··· Document passage ···

Cowell JM, McDonald CC. J. Sch. Nurs. 2018; 34(4): 254.

Affiliation

University of Pennsylvania, School of Nursing, Member of the Editorial Advisory Board, The Journal of School Nursing.

Copyright

(Copyright © 2018, National Association of School Nurses, Publisher SAGE Publishing)

DOI

10.1177/1059840518782215

PMID

29986627

Abstract

The most recent shootings at Santa Fe High School in Santa Fe, TX, and Marjory Stoneman Douglas High School in Parkland, FL, have seized the attention of the nation and world. There are no words to adequately capture the horror and loss in such events. It serves as a grim reminder that schools are not always the safe haven we desire for our children to learn and grow.

School safety encompasses a wide range of behaviors, programs, and risk reduction efforts to ensure school children can achieve their full potential in a safe environment. Traumatic events like the Santa Fe and Marjory Stoneman Douglas High School shootings remind us to address and account for all levels of prevention. With news of a school shooting, active school shooter protocols are reviewed and nurses sometimes access resources like that of the National Association of School Nurses, which provides tips on responding to an active shooter (https://www.nasn.org/nasn-resources/practice-topics/school-violence). The efforts to support and promote school safety do not stop with such activities. Addressing safety also includes a comprehensive review of school climate, in particular primary prevention, that can include evaluation of antibullying programs, the availability of mental health resources, and assessment of weapon carrying in the school.

···

● **Tasks to carry out**
1) Summarize the school safety abstract in two sentences.
2) Please copy the part of the school safety abstract starting with "(Copyright © 2018, National" and going on through "learn and grow.".

··· Given records ···

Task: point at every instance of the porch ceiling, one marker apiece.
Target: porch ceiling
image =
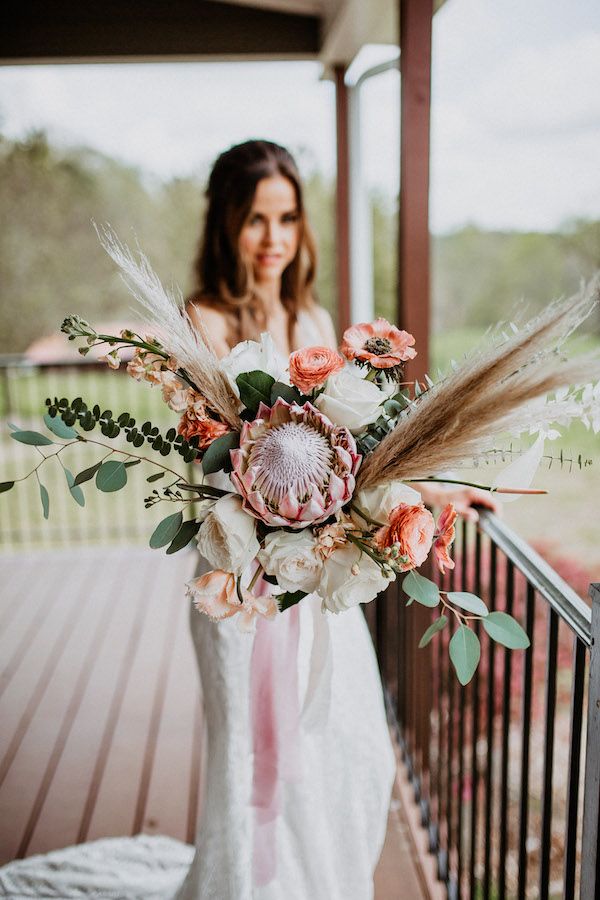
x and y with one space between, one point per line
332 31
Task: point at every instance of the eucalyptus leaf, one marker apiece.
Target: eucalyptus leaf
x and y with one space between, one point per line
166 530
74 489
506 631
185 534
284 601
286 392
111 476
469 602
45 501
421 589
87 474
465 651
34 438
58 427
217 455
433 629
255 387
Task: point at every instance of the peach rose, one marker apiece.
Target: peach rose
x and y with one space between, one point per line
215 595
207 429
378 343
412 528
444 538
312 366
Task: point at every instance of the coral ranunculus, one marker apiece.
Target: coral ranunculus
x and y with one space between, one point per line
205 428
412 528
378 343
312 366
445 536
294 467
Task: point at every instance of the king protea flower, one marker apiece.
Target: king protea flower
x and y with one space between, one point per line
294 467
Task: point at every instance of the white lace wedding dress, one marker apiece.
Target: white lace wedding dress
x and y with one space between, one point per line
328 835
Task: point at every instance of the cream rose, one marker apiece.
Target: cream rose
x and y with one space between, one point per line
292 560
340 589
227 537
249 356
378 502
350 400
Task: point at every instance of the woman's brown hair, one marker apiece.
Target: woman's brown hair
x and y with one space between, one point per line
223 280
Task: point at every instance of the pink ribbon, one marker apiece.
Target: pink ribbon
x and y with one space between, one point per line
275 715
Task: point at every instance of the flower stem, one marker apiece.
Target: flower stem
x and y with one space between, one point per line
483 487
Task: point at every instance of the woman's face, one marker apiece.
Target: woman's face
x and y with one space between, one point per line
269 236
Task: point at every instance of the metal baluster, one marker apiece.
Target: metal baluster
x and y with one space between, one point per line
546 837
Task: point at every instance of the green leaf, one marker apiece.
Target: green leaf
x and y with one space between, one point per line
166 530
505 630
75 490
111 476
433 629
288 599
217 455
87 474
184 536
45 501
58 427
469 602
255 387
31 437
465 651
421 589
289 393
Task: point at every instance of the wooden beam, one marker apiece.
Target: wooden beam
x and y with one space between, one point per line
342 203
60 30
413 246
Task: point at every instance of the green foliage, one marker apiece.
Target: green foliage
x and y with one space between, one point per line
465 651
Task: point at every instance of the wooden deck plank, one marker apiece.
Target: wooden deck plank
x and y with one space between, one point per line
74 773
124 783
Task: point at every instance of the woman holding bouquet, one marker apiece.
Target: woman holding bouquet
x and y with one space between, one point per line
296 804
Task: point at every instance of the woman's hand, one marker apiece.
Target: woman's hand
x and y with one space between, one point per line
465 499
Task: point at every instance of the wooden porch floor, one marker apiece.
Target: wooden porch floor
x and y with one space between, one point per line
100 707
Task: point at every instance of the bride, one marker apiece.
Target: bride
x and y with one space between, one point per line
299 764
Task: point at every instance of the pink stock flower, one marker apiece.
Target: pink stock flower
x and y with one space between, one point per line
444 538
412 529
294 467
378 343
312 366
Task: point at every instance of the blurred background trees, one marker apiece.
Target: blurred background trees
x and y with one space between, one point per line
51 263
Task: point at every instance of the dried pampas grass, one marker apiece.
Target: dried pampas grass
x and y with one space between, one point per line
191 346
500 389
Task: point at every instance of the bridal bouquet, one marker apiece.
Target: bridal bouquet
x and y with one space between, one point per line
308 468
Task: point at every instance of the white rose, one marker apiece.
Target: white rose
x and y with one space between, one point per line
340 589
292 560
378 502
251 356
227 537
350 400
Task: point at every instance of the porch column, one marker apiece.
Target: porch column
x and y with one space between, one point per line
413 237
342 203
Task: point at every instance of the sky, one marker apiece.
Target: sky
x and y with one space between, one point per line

···

● **Answer list**
1) The abstract says that the recent shootings at Santa Fe High School and Marjory Stoneman Douglas High School have seized the attention of the nation and world and serve as a reminder that schools are not always a safe haven. It describes school safety as a wide range of behaviors, programs, and risk reduction efforts that go beyond active shooter protocols to a comprehensive review of school climate, including primary prevention such as antibullying programs, mental health resources, and assessment of weapon carrying.

2)
(Copyright © 2018, National Association of School Nurses, Publisher SAGE Publishing)

DOI

10.1177/1059840518782215

PMID

29986627

Abstract

The most recent shootings at Santa Fe High School in Santa Fe, TX, and Marjory Stoneman Douglas High School in Parkland, FL, have seized the attention of the nation and world. There are no words to adequately capture the horror and loss in such events. It serves as a grim reminder that schools are not always the safe haven we desire for our children to learn and grow.